■ Instructions to follow:
According to the Pezizales page excerpt, how many families does the order contain?

■ Page excerpt:
Segment Open

The Pezizales are an order of the subphylum Pezizomycotina within the phylum Ascomycota. The order contains 16 families, 199 genera, and 1683 species. It contains a number of species of economic importance, such as morels, the black and white truffles, and the desert truffles. The Pezizales can be saprobic, mycorrhizal, or parasitic on plants. Species grow on soil, wood, leaves and dung. Soil-inhabiting species often fruit in habitats with a high pH and low content of organic matter, including disturbed ground. Most species occur in temperate regions or at high elevation. Several members of the Sarcoscyphaceae and Sarcosomataceae are common in tropical regions.

Segment Closed

(Items from a dataset)
Segment Open

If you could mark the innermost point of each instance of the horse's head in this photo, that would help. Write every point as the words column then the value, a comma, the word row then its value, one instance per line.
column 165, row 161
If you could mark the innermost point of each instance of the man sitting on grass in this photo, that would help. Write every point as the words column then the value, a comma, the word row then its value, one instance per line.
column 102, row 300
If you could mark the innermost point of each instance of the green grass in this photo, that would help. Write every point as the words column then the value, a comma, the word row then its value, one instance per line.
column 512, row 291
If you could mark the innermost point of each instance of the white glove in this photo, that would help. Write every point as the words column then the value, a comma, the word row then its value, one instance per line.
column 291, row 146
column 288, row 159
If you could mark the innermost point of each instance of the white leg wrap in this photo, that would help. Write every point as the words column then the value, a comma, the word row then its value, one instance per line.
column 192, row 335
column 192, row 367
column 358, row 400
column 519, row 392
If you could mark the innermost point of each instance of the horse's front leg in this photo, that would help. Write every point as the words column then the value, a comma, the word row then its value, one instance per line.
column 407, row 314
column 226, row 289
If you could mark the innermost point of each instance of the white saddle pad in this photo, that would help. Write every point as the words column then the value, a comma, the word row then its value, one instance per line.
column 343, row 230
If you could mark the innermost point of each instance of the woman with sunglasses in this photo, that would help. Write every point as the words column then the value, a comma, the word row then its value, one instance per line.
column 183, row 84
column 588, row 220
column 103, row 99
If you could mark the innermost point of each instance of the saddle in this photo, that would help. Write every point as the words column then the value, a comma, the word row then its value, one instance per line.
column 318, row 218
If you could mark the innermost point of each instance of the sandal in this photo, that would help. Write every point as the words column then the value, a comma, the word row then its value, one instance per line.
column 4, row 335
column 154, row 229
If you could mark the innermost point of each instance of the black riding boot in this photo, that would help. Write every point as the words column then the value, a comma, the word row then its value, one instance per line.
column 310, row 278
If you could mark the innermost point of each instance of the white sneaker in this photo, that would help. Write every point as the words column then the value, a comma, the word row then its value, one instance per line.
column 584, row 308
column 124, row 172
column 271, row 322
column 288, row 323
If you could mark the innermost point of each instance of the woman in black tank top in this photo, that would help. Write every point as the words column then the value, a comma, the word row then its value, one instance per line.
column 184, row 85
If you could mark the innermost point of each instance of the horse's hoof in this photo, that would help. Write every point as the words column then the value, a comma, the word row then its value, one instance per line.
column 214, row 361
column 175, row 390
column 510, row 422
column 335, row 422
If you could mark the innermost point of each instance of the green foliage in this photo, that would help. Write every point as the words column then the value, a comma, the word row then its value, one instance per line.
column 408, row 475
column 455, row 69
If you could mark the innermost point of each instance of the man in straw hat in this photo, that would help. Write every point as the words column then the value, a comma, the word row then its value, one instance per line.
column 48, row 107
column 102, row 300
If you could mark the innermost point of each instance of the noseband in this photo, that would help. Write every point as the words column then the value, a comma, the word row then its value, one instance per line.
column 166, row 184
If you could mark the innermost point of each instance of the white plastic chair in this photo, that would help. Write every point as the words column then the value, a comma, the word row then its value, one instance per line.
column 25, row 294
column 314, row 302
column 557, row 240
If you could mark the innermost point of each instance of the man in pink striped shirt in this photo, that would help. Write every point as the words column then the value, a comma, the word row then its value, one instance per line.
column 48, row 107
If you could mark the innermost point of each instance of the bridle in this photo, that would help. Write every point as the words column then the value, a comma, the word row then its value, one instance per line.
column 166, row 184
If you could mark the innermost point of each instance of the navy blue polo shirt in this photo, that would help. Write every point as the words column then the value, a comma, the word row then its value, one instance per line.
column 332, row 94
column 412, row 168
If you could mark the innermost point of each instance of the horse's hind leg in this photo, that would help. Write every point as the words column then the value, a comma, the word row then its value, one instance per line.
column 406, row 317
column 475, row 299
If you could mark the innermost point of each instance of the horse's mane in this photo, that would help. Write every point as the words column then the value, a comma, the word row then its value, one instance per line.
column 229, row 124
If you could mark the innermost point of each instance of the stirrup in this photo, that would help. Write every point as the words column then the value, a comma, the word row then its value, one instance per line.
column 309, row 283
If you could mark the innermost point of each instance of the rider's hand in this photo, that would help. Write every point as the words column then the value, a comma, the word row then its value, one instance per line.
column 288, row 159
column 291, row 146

Segment Closed

■ Completed task:
16 families.